→ **SOURCE TEXT**
From: Philippe Verdy (verdy_p@wanadoo.fr)
Date: Sat Oct 13 2007 - 00:54:28 CDT
Doug Ewell
> Envoyé : samedi 13 octobre 2007 06:01
> À : Unicode Mailing List
> Objet : Re: New FAQ page
>
> Peter Constable <petercon at microsoft dot com> wrote:
>
> > Actually, I think what's happening is that "?" is used as the default
> > code page mapping for characters not supported in a code page. So, if
> > an app takes Unicode data and pumps it into (say) code page 1252, then
> > a character like U+0915 will map into 0x3F "?".
>
> This is explicitly specified in the "best fit" mappings on the Unicode
> site, which are based on .NET behavior, as Peter knows:
>
> CPINFO 1 0x3f 0x003f ;Single Byte CP, Default Char = Question Mark
Note however that the codepage conversion API (in the Windows SDK) allows an
application to specify the behaviour for unmapped characters. Only the
default value of this API is using a mapping to a question mark, but other
behaviour is possible: returning en error or exception, using another
default mapping (for example a SUB control).
For online information about the Windows SDK API, you need now to look into
the .Net documentation, where it is now documented in the "Microsoft.Win32"
namespace (plus many references to the "System" namespace for basic
datatypes and structures, and many of its sub-namespace for non-core
services). This makes the Windows API difficult to use if you don't want
.Net (for example when you just want to program in C or C++)
But if we just consider the .Net API, here is the relevant one in the
"System.Text" namespace:
namespace System.Text;
class Encoding {
static Encoding GetEncoding(
Int32 codepage,
EncoderFallback e,
DecoderFallback d);
}
which is a static factory to get a encoder/decoder pair using two subtypes
fallbacks: replacement fallbacks (where the replacement is not limited to
one character, but may be any string in the target encoding) and exception
fallbacks.
There are some examples in:
http://msdn2.microsoft.com/fr-fr/library/system.text.decoderreplacementfallb
ack(VS.80).aspx
and in:
http://msdn2.microsoft.com/fr-fr/library/system.text.encoderreplacementfallb
ack(VS.80).aspx
(But no info is given about how the .Net core library maps these methods to
the Win32 API, which has similar services, that are now more difficult to
find except in legacy header files provided with Visual C/C++ ; it seems
that Windows will progressively abandon the documentation of its native core
API, and move everything to .Net which will remain the only documented and
stable/portable API, complicating the work for C/C++ developers if they
don't know how .Net works).

→ **STATED GOAL**
Can you repeat the post, beginning at the words "For online information" and stopping after "in C or C++)", and switch "online information" to "reference material"? The records were taken from a different source.

(Items from a data source)
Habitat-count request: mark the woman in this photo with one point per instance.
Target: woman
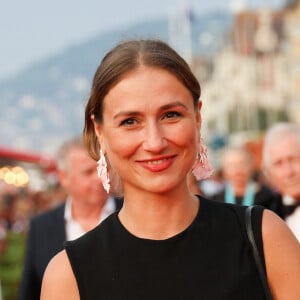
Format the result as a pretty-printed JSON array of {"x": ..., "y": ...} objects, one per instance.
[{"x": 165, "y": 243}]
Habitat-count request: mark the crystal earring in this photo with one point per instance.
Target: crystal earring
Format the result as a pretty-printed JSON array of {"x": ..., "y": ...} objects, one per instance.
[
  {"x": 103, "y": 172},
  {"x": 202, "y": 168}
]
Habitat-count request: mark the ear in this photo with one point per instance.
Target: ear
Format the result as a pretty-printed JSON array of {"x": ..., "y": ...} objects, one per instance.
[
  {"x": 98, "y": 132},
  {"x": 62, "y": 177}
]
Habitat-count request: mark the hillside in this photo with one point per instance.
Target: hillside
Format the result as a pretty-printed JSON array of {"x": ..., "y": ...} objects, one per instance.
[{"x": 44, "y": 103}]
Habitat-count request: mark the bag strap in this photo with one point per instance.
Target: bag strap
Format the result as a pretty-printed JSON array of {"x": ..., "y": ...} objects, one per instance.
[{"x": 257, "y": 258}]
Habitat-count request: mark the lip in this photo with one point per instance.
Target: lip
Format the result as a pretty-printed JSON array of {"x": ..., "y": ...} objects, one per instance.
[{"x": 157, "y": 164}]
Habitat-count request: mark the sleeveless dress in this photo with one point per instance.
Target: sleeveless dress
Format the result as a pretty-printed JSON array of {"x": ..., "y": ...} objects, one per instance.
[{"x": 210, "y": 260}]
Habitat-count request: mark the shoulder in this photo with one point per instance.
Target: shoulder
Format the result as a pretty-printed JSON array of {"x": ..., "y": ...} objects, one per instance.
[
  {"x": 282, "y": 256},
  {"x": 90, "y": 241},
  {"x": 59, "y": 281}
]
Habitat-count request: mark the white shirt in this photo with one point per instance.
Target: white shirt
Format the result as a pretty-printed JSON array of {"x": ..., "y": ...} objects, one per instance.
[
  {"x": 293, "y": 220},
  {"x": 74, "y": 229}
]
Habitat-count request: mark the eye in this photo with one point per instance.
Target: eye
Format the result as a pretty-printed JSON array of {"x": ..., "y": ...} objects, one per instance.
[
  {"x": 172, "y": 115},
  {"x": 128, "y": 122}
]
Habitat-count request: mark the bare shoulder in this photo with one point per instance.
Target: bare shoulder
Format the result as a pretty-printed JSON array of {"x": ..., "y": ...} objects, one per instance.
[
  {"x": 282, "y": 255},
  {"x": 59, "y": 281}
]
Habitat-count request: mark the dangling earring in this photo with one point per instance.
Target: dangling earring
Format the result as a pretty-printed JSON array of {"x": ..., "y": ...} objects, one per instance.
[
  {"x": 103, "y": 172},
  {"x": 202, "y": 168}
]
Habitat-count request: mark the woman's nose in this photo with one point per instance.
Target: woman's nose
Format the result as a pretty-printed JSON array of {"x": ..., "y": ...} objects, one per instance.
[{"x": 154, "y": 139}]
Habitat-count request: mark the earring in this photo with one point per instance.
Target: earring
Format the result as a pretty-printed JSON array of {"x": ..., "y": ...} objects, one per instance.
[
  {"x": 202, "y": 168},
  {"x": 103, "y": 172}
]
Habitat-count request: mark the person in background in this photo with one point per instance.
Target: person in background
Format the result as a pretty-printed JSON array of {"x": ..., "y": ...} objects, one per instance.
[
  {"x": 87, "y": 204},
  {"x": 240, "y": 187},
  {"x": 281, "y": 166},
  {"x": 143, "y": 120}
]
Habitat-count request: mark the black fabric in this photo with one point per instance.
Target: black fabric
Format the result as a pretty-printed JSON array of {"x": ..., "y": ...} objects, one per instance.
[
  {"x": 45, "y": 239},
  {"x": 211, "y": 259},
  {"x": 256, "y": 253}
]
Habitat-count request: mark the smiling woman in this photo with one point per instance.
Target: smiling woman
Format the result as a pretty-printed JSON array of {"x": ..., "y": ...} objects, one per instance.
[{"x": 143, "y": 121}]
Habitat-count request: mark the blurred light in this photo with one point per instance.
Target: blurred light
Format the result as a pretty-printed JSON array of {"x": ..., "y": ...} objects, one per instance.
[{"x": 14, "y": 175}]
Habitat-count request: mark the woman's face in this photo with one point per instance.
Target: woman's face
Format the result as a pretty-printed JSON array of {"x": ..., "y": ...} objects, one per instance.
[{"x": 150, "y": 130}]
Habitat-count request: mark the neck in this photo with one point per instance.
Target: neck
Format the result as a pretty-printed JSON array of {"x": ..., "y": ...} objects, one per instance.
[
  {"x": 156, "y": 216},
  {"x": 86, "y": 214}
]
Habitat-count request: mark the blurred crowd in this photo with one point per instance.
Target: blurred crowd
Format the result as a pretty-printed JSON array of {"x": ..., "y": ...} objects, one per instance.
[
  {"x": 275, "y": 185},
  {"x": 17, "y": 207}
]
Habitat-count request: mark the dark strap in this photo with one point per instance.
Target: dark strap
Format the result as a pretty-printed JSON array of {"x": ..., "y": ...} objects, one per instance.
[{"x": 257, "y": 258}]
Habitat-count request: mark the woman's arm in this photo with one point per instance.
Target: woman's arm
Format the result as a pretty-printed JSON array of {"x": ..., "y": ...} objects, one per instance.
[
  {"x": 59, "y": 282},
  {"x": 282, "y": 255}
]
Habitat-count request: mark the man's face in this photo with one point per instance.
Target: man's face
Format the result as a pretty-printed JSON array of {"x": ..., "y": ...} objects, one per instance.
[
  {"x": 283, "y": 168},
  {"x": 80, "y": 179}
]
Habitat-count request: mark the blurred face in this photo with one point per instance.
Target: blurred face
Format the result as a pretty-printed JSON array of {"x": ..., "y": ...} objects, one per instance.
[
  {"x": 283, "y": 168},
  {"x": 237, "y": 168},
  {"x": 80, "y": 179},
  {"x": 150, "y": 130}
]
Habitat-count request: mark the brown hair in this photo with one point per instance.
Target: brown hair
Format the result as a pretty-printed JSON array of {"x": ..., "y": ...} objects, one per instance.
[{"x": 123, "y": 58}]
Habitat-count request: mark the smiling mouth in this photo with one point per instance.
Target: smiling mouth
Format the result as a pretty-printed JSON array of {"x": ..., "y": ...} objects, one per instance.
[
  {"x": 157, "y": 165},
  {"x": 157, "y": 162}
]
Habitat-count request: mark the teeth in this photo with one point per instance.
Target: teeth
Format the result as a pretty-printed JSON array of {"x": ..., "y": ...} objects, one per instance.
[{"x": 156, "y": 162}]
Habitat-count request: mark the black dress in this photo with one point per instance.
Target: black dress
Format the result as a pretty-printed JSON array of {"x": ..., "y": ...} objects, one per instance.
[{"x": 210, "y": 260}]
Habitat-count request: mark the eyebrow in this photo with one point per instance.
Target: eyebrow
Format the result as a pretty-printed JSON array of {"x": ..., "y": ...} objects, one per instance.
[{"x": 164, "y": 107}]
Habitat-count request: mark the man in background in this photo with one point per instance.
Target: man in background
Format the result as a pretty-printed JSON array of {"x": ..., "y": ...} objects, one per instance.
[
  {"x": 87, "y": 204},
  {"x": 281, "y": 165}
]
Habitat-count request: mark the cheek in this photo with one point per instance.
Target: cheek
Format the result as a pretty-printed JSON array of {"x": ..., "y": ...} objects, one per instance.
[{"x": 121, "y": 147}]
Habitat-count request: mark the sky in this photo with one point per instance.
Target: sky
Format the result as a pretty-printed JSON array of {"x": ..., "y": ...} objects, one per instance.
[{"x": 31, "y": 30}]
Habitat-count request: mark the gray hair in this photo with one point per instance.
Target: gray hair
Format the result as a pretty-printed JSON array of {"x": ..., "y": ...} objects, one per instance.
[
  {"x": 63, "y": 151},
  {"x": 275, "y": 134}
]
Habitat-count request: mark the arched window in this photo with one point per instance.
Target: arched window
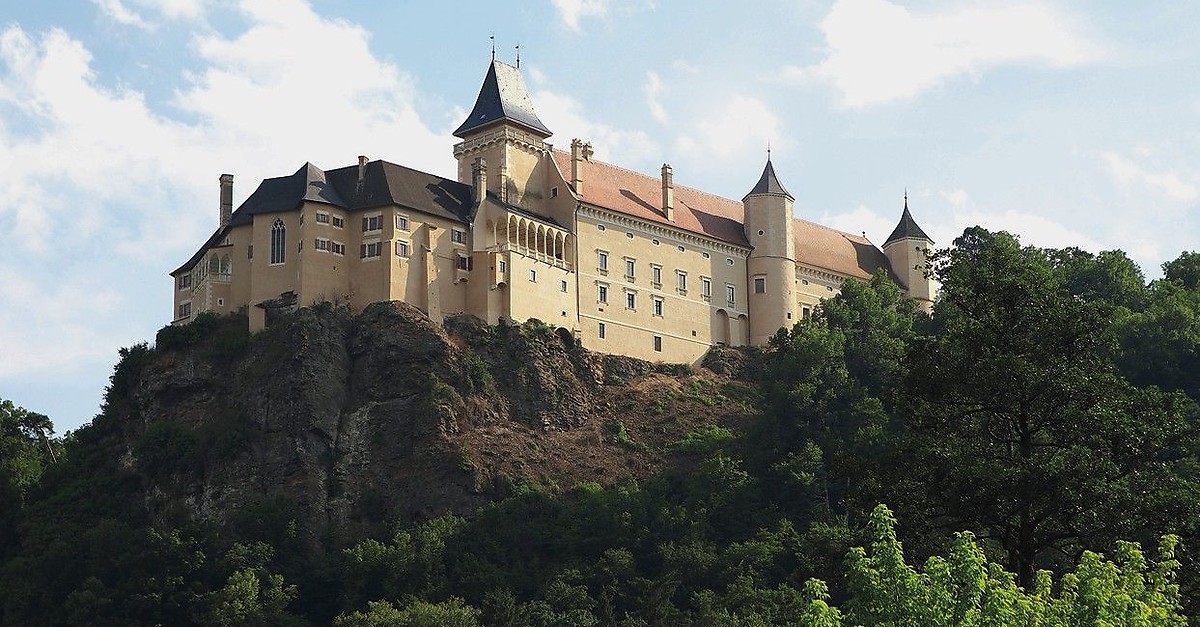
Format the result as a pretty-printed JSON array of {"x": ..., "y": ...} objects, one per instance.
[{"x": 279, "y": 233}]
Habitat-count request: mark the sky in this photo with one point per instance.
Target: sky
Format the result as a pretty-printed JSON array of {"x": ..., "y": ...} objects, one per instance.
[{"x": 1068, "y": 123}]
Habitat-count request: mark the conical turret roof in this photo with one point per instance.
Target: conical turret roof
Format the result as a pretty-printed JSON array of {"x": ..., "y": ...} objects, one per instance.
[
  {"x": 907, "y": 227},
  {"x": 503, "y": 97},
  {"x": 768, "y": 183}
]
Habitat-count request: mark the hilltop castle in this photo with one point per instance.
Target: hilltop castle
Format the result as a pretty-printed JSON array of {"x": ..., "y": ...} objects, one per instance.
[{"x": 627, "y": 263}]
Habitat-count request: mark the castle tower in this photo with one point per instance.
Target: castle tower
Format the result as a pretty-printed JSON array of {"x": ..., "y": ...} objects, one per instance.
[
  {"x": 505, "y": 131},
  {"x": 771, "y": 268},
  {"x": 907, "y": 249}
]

--

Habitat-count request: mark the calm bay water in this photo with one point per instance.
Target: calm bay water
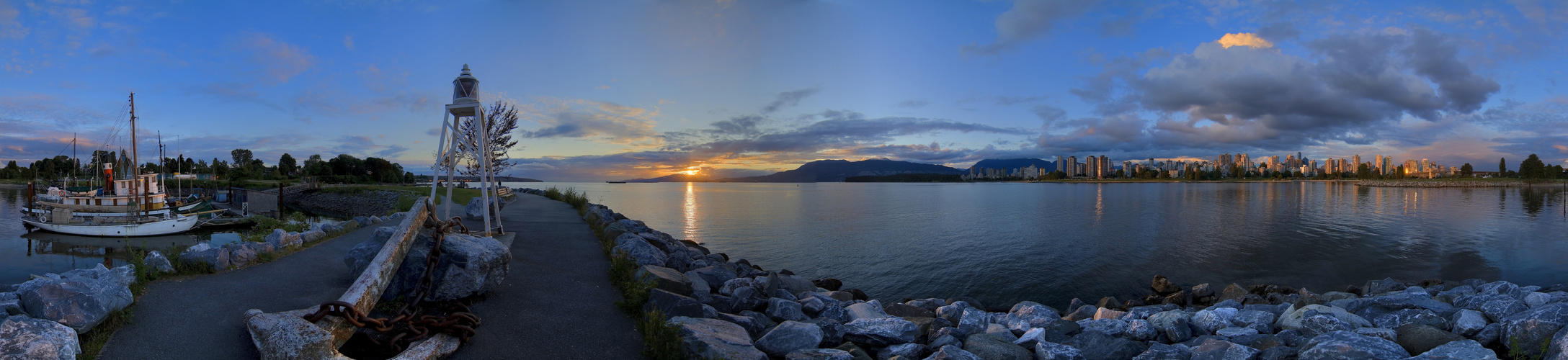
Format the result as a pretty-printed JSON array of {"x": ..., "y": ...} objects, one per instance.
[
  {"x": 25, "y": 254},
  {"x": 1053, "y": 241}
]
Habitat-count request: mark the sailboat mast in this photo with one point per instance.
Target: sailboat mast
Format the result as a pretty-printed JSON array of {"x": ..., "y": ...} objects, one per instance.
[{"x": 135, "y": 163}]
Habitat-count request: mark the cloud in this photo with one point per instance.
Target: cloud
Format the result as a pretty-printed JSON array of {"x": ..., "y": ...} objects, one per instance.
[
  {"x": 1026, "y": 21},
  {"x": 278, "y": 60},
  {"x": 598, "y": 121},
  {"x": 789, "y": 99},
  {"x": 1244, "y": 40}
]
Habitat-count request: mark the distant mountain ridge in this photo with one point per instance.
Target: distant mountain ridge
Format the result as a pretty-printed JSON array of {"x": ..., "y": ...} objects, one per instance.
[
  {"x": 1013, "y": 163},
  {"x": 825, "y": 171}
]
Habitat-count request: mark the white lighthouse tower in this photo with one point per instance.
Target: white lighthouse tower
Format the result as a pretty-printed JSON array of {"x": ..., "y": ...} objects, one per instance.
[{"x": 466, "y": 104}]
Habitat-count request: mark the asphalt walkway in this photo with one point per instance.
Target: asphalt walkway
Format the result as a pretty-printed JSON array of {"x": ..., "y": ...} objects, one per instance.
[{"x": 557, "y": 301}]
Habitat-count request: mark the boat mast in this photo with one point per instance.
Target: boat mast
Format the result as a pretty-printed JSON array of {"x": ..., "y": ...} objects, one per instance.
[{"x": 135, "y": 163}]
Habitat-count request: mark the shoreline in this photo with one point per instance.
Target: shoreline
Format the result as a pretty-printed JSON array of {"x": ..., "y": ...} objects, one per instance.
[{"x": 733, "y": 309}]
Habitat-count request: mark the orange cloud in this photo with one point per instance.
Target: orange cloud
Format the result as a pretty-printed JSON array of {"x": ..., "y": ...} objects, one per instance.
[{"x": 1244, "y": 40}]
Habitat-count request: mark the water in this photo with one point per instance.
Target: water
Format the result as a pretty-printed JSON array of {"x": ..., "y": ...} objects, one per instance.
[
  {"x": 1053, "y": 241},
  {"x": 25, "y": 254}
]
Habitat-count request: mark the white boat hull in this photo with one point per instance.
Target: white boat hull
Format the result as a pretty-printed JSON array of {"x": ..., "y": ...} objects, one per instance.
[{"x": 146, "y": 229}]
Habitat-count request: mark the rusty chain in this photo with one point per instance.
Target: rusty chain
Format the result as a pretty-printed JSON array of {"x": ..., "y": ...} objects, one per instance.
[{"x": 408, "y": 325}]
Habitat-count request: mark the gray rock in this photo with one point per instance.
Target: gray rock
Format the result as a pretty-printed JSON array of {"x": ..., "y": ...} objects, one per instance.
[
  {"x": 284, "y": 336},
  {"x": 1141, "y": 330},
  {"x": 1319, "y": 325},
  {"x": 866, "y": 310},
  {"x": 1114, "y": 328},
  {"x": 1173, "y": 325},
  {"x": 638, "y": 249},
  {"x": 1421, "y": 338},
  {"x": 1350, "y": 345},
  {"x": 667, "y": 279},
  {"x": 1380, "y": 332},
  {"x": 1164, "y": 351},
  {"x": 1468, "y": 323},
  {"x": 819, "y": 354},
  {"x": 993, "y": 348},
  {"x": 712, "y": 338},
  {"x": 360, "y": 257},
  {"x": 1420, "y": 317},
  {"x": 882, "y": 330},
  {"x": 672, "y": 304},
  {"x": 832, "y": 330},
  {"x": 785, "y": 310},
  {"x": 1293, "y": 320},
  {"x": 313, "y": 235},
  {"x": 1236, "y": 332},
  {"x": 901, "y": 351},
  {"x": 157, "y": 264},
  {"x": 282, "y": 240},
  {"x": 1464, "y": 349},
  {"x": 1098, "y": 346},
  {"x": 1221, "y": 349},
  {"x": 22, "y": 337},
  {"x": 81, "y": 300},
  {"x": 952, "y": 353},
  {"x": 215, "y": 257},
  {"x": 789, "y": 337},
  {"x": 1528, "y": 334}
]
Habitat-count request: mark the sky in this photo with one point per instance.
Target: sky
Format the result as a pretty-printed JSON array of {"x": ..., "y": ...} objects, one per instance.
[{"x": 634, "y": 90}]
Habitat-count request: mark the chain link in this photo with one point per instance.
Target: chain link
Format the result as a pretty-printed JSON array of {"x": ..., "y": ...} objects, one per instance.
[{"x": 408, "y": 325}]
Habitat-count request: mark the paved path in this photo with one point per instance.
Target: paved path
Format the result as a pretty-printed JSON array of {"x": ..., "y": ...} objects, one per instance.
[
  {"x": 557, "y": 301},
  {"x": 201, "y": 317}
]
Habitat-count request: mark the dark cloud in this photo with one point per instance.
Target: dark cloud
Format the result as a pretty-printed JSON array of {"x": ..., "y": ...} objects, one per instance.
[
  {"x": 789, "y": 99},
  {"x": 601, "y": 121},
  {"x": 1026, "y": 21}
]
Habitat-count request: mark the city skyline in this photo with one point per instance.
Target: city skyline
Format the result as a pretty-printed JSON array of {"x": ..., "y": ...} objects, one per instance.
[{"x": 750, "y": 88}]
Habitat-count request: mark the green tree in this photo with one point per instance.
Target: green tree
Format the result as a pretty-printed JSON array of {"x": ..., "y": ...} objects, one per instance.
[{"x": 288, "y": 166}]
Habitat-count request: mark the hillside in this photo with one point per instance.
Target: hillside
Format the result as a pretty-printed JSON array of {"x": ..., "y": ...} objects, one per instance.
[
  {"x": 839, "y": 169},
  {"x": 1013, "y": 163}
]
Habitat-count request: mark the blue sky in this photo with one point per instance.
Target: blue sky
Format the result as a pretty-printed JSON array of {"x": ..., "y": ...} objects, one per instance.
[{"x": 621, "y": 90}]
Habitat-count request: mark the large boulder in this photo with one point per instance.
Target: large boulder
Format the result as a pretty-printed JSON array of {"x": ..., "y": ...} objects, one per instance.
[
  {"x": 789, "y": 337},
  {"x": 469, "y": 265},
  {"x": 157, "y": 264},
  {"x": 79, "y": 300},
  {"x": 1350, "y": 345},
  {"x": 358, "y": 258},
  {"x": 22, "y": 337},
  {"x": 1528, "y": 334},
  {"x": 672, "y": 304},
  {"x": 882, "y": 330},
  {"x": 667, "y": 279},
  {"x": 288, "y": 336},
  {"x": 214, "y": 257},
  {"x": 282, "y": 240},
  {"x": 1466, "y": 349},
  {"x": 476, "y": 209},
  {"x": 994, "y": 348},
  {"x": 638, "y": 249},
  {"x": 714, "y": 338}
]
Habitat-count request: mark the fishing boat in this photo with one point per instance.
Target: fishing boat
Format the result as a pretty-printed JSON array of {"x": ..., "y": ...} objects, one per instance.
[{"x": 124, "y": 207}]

→ **CORRECT OUTPUT**
For reference material about the Windows SDK API, you need now to look into
the .Net documentation, where it is now documented in the "Microsoft.Win32"
namespace (plus many references to the "System" namespace for basic
datatypes and structures, and many of its sub-namespace for non-core
services). This makes the Windows API difficult to use if you don't want
.Net (for example when you just want to program in C or C++)